Reproduce every line of the entries below, requests included, but multiply each point coordinate in the answers by 1.15 and round it to a whole number, rounding halves up. Leave the numbers in the requests and their format samples as they are.

* [Data supplied]:
>> START

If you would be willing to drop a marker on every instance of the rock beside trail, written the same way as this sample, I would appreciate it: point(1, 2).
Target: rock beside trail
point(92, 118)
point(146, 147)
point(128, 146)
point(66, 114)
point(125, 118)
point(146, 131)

>> END

* [Task output]:
If you would be willing to drop a marker on every instance of the rock beside trail, written the same way as this sample, I would appreciate it: point(1, 2).
Target: rock beside trail
point(106, 136)
point(168, 169)
point(147, 168)
point(76, 131)
point(144, 136)
point(168, 151)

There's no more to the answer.